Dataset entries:

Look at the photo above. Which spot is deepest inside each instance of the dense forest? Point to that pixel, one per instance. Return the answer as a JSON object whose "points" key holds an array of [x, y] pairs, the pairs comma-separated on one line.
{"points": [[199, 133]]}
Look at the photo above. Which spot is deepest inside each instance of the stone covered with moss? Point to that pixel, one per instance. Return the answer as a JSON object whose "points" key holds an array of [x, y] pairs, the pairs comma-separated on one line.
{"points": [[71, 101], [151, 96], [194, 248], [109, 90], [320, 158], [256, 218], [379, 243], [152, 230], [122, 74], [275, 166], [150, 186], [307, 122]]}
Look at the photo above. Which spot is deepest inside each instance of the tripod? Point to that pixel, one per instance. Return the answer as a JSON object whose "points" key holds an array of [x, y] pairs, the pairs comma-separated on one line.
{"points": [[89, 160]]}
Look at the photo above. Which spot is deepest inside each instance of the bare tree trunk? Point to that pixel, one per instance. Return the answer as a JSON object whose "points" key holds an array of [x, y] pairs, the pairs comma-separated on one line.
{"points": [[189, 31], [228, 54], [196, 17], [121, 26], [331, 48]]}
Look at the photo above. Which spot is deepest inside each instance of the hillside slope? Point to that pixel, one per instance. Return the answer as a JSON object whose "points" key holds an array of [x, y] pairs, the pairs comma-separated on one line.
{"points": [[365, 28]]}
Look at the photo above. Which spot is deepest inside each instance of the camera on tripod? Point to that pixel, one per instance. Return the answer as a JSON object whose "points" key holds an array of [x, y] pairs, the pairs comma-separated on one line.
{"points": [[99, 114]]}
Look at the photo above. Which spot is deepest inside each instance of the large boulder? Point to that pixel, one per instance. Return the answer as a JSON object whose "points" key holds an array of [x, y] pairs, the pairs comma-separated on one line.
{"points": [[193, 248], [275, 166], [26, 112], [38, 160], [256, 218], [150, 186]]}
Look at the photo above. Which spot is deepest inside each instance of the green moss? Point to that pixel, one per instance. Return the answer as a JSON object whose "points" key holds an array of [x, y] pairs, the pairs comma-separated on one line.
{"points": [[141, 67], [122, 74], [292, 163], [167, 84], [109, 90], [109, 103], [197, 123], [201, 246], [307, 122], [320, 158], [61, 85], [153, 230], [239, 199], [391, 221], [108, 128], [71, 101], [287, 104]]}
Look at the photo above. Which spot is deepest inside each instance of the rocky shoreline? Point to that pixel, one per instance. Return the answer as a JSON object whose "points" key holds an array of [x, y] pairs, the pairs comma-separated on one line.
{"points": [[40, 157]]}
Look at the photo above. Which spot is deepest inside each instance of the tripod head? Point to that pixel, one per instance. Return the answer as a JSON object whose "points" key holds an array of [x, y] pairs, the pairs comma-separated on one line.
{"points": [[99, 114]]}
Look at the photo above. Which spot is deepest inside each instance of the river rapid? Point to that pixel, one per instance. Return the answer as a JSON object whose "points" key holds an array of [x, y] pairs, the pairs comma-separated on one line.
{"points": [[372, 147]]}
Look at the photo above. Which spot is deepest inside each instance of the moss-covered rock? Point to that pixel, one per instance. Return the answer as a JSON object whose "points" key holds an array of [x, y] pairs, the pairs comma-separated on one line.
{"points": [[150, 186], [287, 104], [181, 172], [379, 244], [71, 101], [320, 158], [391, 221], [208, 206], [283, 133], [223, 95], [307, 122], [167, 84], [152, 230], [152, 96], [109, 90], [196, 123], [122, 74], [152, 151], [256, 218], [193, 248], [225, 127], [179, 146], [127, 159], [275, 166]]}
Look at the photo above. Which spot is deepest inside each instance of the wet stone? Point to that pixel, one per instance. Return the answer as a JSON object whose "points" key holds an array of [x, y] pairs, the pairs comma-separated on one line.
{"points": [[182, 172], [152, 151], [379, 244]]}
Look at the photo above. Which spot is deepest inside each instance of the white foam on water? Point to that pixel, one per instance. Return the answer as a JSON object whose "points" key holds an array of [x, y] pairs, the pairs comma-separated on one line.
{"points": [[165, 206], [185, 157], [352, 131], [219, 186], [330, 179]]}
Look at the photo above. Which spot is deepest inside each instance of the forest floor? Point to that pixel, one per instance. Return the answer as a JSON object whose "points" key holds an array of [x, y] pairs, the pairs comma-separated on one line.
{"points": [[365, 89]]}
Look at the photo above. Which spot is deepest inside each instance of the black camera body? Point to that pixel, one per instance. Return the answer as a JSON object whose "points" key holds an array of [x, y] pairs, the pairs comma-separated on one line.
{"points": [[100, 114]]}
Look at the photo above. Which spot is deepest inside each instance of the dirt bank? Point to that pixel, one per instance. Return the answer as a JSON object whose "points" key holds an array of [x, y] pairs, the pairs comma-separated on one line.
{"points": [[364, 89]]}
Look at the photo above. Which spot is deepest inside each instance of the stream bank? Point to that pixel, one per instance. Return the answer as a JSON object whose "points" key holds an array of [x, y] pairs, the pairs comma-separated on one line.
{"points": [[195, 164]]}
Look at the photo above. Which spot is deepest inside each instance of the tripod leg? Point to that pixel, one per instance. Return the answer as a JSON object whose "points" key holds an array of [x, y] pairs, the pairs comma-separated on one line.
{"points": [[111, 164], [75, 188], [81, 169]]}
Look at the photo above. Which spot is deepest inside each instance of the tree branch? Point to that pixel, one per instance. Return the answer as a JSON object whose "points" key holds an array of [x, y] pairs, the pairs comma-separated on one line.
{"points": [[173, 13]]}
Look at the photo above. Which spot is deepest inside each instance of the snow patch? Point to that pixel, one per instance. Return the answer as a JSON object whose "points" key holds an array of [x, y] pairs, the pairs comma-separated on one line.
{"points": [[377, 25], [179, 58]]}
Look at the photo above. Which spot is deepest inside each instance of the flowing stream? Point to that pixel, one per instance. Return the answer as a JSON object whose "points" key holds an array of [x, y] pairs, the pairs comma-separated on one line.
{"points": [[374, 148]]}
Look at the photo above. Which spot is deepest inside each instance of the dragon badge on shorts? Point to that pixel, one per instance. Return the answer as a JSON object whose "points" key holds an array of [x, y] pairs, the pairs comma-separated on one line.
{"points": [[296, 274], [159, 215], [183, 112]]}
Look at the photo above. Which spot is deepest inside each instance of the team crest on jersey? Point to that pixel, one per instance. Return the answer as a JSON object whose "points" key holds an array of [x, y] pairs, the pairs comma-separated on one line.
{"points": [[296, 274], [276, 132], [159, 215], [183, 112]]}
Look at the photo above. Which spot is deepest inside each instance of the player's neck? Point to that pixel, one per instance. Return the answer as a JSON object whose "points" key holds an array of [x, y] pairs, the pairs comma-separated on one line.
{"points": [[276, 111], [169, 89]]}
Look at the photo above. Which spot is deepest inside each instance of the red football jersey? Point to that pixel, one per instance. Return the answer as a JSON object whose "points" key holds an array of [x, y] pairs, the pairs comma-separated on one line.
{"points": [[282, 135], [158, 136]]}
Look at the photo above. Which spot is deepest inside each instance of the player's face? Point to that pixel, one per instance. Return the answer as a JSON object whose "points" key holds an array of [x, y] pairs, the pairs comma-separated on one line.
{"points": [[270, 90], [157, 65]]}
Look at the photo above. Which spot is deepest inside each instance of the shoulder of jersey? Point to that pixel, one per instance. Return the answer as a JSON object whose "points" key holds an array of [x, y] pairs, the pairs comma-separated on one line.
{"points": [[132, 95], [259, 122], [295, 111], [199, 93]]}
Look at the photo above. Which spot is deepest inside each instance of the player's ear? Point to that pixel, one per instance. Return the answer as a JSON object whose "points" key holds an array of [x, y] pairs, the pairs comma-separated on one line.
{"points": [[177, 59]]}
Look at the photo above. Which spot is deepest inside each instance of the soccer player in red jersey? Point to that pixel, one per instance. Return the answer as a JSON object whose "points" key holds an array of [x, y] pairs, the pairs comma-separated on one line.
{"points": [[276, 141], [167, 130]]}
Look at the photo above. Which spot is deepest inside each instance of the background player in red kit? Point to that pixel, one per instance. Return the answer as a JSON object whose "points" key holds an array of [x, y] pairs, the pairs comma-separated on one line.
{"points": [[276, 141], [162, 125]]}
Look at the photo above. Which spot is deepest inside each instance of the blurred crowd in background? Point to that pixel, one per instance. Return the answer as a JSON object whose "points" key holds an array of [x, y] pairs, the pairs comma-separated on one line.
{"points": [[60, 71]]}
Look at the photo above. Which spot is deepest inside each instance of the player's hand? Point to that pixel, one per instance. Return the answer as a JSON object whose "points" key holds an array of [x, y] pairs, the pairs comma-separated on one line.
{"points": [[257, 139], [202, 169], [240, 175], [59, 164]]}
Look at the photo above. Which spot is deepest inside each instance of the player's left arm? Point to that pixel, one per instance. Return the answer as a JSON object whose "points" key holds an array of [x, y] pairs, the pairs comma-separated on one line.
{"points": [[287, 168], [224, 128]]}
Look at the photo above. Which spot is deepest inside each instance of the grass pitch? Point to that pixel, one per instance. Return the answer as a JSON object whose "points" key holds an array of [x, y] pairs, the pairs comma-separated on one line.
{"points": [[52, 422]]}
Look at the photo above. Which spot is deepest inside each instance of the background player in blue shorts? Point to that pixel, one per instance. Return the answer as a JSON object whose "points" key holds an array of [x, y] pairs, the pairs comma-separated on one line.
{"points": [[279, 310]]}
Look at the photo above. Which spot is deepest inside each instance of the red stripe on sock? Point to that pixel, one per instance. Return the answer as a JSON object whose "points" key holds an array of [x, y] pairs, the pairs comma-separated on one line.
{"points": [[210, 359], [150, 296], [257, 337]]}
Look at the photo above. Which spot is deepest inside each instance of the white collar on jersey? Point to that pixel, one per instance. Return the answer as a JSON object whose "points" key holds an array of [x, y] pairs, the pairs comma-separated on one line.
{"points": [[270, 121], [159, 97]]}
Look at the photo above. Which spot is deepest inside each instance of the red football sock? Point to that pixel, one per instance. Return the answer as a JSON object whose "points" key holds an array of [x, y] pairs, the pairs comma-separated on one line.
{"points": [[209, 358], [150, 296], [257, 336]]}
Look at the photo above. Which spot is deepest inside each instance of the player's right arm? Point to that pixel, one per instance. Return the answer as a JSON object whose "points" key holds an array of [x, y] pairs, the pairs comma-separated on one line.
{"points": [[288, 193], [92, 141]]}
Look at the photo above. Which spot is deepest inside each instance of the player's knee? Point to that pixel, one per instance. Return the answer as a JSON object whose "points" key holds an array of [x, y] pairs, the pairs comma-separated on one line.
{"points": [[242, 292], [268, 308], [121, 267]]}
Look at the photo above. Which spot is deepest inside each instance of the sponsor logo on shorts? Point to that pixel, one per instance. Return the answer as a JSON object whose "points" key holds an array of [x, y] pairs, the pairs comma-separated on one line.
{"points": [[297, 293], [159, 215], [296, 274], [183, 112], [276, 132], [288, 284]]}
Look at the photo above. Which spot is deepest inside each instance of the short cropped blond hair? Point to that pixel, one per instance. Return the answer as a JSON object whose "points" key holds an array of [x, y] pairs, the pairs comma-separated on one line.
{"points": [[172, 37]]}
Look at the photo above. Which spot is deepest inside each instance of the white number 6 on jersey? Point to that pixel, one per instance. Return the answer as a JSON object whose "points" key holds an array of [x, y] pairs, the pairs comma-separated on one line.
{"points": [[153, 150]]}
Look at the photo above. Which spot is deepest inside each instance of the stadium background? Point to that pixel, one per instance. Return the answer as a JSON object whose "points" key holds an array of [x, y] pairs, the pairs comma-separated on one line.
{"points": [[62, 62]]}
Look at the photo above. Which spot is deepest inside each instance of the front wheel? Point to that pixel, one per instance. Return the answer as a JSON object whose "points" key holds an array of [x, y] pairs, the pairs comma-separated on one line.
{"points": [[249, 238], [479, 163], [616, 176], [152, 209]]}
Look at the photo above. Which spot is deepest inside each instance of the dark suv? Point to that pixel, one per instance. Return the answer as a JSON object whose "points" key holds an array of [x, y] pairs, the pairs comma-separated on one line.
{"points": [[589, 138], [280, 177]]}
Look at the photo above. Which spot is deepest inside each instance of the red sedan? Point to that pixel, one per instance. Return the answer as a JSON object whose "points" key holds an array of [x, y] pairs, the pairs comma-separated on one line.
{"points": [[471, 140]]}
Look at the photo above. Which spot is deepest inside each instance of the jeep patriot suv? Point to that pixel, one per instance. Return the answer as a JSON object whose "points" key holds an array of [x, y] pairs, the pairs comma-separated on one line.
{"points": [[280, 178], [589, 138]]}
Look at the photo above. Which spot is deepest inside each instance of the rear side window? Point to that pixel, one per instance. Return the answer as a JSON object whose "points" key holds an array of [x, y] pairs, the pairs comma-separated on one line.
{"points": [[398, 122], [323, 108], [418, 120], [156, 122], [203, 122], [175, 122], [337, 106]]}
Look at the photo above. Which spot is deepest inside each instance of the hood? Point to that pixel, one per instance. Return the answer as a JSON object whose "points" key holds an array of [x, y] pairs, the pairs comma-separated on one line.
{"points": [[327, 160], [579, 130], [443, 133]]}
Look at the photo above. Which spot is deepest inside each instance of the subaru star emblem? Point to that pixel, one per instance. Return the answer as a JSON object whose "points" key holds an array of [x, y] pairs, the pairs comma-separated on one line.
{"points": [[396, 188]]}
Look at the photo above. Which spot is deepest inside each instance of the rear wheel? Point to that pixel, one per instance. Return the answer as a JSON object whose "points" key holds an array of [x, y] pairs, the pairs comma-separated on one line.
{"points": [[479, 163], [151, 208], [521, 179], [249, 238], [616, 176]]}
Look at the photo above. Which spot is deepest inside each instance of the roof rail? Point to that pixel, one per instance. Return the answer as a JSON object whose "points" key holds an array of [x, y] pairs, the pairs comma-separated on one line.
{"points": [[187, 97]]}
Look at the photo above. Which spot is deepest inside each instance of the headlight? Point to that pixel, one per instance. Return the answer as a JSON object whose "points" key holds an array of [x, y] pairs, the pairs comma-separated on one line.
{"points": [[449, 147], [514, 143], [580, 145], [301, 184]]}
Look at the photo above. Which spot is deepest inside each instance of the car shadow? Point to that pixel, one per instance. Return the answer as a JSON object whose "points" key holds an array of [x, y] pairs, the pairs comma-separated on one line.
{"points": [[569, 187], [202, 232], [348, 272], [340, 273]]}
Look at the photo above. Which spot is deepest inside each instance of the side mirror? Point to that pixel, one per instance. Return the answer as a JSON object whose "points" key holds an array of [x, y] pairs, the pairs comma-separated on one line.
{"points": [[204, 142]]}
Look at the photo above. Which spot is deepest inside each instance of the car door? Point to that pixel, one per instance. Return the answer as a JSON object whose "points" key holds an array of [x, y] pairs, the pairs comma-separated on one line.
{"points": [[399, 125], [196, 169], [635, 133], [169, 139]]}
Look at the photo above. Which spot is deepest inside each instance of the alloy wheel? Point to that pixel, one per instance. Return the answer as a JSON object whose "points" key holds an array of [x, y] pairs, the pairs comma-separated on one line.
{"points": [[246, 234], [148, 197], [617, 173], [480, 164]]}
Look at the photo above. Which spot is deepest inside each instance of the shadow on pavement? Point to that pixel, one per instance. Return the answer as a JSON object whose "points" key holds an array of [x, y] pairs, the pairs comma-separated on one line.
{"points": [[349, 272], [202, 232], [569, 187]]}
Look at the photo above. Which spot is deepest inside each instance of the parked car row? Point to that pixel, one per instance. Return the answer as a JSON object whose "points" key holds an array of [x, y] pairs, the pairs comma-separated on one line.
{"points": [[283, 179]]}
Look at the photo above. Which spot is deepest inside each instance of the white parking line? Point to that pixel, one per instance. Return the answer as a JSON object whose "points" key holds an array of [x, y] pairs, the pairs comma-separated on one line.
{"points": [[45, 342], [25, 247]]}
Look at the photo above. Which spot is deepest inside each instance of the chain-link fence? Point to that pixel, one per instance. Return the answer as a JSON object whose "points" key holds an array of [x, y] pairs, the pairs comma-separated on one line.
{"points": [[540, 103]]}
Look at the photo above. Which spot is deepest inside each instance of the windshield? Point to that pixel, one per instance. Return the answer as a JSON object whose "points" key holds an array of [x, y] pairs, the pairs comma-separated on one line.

**Stated problem:** Quote only the lines from the one containing "of the parked" through the final line of the records, with both ends included.

**Complete answer:**
Look at the photo above. Which spot is deepest inside each instance of the parked car row? Point to that pixel, one per instance. Return the answer as a JSON object whose "points" key holds an array of [x, y] pairs, the pairs comma-separated on one line.
{"points": [[283, 179]]}
Look at the photo above. Which spot is deepest inside each instance of the white parking line? Point to that pixel, one per instance. Return the answer as a JSON object whose "points" key holds an array of [x, y] pairs, the pairs comma-separated on one line.
{"points": [[45, 342], [25, 247]]}
Look at the photo above. Which spot is deepest inside each instance of the chain-link fence? Point to that pixel, one per instance. Return the answer as a JSON object whose "points" key holds an array of [x, y] pairs, the pairs comma-separated on one line.
{"points": [[540, 103]]}
Look at the photo above. Which spot is deepest inside each instance of the windshield? Point to that pixel, one per instance. Return the answer as a JSON object whose "points" key holds an array of [x, y] pairs, the pairs comma-separated on one line.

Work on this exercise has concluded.